- _EXERCISE DIRECTIONS_
Write out again, word for word, the part of the items below that begins with the line containing "porch door, one" and ends with the final line of the items, including both of those lines.
# # # #
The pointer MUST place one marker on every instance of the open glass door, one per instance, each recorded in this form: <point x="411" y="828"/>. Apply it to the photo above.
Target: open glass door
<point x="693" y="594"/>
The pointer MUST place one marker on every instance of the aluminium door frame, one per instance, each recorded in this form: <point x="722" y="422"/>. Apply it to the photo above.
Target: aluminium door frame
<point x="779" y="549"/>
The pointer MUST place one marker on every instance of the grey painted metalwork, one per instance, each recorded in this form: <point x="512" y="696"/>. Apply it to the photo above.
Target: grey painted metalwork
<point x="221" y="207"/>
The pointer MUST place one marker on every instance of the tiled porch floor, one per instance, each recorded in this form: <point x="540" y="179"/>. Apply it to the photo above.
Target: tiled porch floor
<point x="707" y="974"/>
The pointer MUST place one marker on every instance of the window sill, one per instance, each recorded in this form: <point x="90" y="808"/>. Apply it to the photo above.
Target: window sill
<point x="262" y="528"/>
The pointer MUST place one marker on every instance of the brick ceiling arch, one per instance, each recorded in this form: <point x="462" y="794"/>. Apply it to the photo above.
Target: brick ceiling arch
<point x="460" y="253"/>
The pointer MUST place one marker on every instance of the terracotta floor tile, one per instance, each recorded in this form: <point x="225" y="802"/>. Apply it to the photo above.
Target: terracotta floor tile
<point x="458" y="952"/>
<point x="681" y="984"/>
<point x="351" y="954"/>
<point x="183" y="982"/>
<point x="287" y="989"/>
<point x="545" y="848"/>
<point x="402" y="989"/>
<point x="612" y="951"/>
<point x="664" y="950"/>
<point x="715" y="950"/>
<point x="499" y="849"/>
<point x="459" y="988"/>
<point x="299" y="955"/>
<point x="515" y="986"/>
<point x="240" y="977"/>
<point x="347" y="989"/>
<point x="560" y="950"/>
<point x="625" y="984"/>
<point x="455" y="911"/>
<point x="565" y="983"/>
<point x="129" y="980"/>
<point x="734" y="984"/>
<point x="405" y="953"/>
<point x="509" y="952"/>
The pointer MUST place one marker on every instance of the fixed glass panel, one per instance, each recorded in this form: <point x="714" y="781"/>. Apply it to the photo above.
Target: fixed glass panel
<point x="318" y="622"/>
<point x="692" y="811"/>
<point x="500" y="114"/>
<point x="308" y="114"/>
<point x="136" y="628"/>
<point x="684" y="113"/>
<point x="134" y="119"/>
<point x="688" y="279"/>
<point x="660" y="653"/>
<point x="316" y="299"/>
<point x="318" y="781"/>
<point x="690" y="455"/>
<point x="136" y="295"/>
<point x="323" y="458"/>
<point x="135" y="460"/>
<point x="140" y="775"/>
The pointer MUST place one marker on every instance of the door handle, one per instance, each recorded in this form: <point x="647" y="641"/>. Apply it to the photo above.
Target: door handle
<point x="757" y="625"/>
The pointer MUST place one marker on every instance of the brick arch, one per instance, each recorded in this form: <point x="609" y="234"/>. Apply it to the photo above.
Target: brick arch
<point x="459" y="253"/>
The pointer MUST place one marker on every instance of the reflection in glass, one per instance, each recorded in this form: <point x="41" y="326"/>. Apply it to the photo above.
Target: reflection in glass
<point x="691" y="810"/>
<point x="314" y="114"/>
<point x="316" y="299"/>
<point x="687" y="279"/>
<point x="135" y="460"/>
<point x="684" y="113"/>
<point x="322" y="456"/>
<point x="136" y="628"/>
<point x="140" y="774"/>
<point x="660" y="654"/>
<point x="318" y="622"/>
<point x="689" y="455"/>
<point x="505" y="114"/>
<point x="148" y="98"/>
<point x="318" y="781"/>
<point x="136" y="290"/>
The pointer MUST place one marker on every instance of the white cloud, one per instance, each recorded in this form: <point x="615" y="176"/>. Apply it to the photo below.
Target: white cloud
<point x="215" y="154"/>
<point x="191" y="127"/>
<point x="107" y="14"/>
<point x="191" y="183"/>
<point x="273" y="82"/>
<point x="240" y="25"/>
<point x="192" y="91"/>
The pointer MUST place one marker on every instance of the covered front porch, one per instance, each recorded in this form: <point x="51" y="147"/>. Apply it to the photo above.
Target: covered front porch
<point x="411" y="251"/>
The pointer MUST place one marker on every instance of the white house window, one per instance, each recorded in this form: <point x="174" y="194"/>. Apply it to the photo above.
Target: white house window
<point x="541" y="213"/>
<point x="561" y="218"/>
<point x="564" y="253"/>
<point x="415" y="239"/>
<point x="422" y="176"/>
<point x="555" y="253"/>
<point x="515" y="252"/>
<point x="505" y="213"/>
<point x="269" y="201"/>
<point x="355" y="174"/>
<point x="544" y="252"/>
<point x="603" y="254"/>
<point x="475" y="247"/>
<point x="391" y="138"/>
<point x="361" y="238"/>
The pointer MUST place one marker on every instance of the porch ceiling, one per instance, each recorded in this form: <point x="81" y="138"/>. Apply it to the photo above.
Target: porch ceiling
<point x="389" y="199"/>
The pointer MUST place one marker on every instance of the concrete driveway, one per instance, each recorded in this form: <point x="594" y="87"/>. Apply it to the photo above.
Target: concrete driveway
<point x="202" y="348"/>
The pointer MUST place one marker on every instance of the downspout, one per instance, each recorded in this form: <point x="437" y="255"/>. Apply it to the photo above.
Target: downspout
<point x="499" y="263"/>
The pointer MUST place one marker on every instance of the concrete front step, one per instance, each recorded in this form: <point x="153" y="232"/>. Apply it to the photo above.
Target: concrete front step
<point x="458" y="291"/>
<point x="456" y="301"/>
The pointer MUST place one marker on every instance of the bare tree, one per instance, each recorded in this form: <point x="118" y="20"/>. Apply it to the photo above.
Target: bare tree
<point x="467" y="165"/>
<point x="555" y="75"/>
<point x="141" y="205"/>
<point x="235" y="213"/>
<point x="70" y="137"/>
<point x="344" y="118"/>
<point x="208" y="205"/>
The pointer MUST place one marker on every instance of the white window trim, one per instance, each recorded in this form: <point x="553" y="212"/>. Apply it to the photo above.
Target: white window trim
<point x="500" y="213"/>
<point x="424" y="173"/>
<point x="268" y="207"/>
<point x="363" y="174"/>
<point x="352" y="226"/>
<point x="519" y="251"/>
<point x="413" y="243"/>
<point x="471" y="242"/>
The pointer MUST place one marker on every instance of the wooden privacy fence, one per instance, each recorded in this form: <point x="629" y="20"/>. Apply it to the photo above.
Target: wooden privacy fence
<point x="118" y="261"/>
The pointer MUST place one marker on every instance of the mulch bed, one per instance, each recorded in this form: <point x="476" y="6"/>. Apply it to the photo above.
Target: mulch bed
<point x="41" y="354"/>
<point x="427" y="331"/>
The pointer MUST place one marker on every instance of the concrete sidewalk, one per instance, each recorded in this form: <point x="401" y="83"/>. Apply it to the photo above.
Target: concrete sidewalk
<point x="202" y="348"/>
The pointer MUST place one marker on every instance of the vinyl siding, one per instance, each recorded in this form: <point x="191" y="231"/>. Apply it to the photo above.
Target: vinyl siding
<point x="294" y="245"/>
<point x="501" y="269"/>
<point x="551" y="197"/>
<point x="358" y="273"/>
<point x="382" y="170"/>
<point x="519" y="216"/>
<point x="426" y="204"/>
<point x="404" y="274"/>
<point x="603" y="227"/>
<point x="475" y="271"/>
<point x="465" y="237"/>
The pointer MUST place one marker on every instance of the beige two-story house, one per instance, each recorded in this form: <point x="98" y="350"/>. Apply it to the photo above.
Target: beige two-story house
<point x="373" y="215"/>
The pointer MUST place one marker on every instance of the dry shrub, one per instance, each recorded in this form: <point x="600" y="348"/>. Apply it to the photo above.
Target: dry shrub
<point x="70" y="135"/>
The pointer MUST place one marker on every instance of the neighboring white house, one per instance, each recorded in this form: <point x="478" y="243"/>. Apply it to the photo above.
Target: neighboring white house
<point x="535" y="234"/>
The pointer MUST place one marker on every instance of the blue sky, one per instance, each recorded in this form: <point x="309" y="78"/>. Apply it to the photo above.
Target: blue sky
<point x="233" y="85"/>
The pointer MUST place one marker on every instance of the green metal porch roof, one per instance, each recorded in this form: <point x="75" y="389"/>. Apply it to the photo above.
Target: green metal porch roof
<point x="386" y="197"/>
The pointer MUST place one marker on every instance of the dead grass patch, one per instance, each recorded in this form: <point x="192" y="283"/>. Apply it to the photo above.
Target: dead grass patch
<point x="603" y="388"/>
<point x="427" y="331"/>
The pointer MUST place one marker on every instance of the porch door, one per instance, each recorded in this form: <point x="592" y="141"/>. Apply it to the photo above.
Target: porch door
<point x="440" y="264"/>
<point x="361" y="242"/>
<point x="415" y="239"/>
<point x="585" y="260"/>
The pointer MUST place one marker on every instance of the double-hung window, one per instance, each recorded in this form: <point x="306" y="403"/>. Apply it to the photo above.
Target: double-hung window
# # # #
- _OUTPUT OF THE EXERCISE_
The pointer MUST place one marker on every instance of the porch door, one per instance, each recorded in this form: <point x="592" y="141"/>. Apply it to the photo above.
Target: porch door
<point x="440" y="264"/>
<point x="361" y="242"/>
<point x="415" y="239"/>
<point x="585" y="260"/>
The pointer MUST place one marker on every instance of the double-hung window, one per instance, each recorded in this form: <point x="306" y="403"/>. Apply it to the photo above.
Target: double-hung window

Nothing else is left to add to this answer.